本文抜粋 ▸
事案の概要
日本ガイシが移転価格税制にかかる税務訴訟で、58億円の還付を受けることが確定したとのことです。
https://ssl4.eir-parts.net/doc/5333/tdnet/2099084/00.pdf
米国とポーランドの海外子会社が自動車用排ガス浄化装置の部品を製造する際、技術料を日本ガイシに支払っていたが、適正価格より安価にして同社の所得を海外子会社に移したとして、2010年3月期までの5年間で、約160億円の申告漏れを名古屋国税局が指摘した事案のようです。
訴訟に要した期間
金額も大きいですが、かかった期間が個人的に興味があります。
追徴課税に関する新聞記事が2012年5月9日付けでしたので、国税不服審判所→東京地裁→東京高裁という流れで、ほぼ10年間かかったこととなります。
時系列は下記の通りでした(SD:「移転価格税制に基づく更正処分等の取消訴訟に係る控訴審判決の確定に関するお知らせ」)。
更正処分:2012年3月
審査請求:2014年8月
審判所裁決:2016年6月(一部取り消し)
訴訟の提起:2016年12月
原審判決:2020年11月(請求を概ね認容)
国控訴:2020年12月
控訴審判決:2022年3月10日(期限までに上告及び上告受理申立てがされず確定)

資料の部 ▸
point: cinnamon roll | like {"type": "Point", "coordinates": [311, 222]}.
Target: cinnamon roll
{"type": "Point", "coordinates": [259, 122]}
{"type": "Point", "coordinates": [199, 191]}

練習課題 A ▸ 本文のうち、「https://ssl4.eir-parts.net/doc/5333/tdnet/2099084/00.pdf」を含む語句で始まり「審判所裁決:2016年6月(一部取り消し)」で終わる部分を、一字一句違えずに書き写しなさい。
練習課題 B ▸ 本文の時系列に挙げられている手続きを、それぞれの時期とともにすべて書き出しなさい。
練習課題 C ▸ 本文によると、日本ガイシが受けることが確定した還付の額はいくらか。

解答例 A ▸
https://ssl4.eir-parts.net/doc/5333/tdnet/2099084/00.pdf
米国とポーランドの海外子会社が自動車用排ガス浄化装置の部品を製造する際、技術料を日本ガイシに支払っていたが、適正価格より安価にして同社の所得を海外子会社に移したとして、2010年3月期までの5年間で、約160億円の申告漏れを名古屋国税局が指摘した事案のようです。
訴訟に要した期間
金額も大きいですが、かかった期間が個人的に興味があります。
追徴課税に関する新聞記事が2012年5月9日付けでしたので、国税不服審判所→東京地裁→東京高裁という流れで、ほぼ10年間かかったこととなります。
時系列は下記の通りでした(SD:「移転価格税制に基づく更正処分等の取消訴訟に係る控訴審判決の確定に関するお知らせ」)。
更正処分:2012年3月
審査請求:2014年8月
審判所裁決:2016年6月(一部取り消し)

解答例 B ▸ 更正処分(2012年3月)、審査請求(2014年8月)、審判所裁決(2016年6月)、訴訟の提起(2016年12月)、原審判決(2020年11月)、国控訴(2020年12月)、控訴審判決(2022年3月10日)

解答例 C ▸ 58億円